> [Dataset rows]:
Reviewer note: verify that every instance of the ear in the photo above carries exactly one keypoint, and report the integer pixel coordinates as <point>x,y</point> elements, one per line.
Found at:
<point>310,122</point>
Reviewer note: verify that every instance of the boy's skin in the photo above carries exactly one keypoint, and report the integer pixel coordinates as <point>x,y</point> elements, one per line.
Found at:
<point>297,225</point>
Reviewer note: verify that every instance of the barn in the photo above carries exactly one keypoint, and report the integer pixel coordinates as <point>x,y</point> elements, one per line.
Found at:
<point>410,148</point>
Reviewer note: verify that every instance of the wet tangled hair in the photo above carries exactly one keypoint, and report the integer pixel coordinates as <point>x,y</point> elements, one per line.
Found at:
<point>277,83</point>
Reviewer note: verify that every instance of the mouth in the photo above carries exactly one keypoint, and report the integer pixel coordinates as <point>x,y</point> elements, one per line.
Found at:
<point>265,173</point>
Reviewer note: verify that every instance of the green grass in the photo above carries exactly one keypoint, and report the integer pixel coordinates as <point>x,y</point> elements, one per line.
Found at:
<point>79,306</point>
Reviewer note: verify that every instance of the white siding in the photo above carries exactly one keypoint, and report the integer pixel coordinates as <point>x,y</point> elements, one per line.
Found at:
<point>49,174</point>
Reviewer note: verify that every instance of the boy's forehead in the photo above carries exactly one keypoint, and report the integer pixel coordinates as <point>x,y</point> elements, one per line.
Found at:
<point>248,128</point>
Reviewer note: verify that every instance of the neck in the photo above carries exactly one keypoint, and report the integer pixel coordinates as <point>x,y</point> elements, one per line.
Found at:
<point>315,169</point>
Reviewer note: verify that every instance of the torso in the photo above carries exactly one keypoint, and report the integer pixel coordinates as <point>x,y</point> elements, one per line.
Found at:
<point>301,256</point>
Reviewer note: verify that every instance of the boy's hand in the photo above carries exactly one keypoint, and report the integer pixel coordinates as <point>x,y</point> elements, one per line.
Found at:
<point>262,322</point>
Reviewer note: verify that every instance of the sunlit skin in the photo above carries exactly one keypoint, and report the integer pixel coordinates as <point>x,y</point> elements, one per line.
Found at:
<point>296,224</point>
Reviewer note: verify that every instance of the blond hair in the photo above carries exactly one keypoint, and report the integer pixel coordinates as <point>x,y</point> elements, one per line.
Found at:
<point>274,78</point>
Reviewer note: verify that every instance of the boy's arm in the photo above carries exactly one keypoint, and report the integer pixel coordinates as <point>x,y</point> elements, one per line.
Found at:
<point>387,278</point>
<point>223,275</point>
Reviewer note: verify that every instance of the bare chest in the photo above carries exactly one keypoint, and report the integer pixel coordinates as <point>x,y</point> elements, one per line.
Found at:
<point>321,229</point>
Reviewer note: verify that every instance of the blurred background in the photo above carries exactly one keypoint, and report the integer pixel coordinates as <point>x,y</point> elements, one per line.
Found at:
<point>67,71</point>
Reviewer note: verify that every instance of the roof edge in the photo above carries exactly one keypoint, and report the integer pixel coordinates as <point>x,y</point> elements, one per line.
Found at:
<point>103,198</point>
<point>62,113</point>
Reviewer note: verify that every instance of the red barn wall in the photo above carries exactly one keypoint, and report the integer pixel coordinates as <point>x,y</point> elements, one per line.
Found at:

> [Challenge]: Rewrite the listing above line for line, putting "marker" wherever "keypoint" appears and leaving everything else as it is.

> [Response to this exercise]:
Reviewer note: verify that every instance of the ear in the photo above carries exactly one marker, and report the integer pixel coordinates as <point>x,y</point> elements, one per line.
Found at:
<point>310,122</point>
Reviewer note: verify that every instance of the boy's skin in the photo above carries exactly one marker, and report the integer pixel coordinates as <point>x,y</point> elements, one per line.
Found at:
<point>297,225</point>
Reviewer note: verify that every instance of the barn in the photo above carries exactly one marker, and report the integer pixel coordinates as <point>x,y</point> elements, one per line.
Found at:
<point>410,148</point>
Reviewer note: verify that every instance of the wet tangled hair in the photo above carries exactly one marker, and report the integer pixel coordinates as <point>x,y</point> elements, one per line.
Found at:
<point>277,83</point>
Reviewer note: verify that every instance of the mouth in the photo above carries exactly one marker, and report the integer pixel coordinates as <point>x,y</point> elements, one per line.
Found at:
<point>265,173</point>
Reviewer note: verify that every instance of the green grass in the photo above carries exactly one marker, and report the integer pixel coordinates as <point>x,y</point> elements, one per line.
Found at:
<point>79,306</point>
Reviewer note: verify that every instance of the white siding in the photo above carries exactly one marker, and report the integer pixel coordinates as <point>x,y</point> elements, one per line.
Found at:
<point>49,174</point>
Reviewer note: verify that every instance of the boy's forehead in the photo above carries exactly one marker, and report the integer pixel coordinates as <point>x,y</point> elements, one per line.
Found at:
<point>248,128</point>
Reviewer note: verify that every instance of the neck in the photo above carries exactly one marker, and report the integer pixel coordinates as <point>x,y</point> elements, one per line.
Found at:
<point>315,169</point>
Reviewer note: verify that every instance of the torso in the photo above carries exactly one marker, and report the integer pixel coordinates as <point>x,y</point> elements, one per line.
Found at:
<point>301,256</point>
Reviewer note: verify that every instance of the boy's hand in the photo above carries exactly one marker, and report the integer pixel coordinates as <point>x,y</point> elements, one per line.
Found at:
<point>262,322</point>
Reviewer note: verify that every instance of the sunlit skin in the photo above carries exactly one marker, and report the integer pixel coordinates as <point>x,y</point> elements, one per line.
Found at:
<point>296,224</point>
Reviewer note: verify that every instance of the blond hair in the photo above carries exactly one marker, and report the integer pixel coordinates as <point>x,y</point> elements, one per line.
Found at:
<point>274,78</point>
Reviewer note: verify that every instance of the boy's arm in the photo above carries exactly one marker, and report the integer pixel coordinates as <point>x,y</point> elements, one per line.
Found at:
<point>387,278</point>
<point>223,275</point>
Reviewer note: verify that every instance of the bare chest in the photo above carries exactly one marker, and report the integer pixel coordinates as <point>x,y</point> elements, one per line.
Found at:
<point>321,229</point>
Reviewer note: verify that every instance of the blurred background in the photo above carries exactly one marker, and report the integer pixel coordinates as <point>x,y</point> elements, one per line.
Found at:
<point>67,71</point>
Reviewer note: verify that every instance of the roof edge in the photo above carries exactly one marker, and report the integer pixel coordinates as <point>x,y</point> elements, one per line.
Found at:
<point>103,198</point>
<point>62,113</point>
Reviewer note: verify that every instance of the red barn wall in the photo above carries exactly one marker, and report the integer pixel coordinates as <point>x,y</point> elements, one per line.
Found at:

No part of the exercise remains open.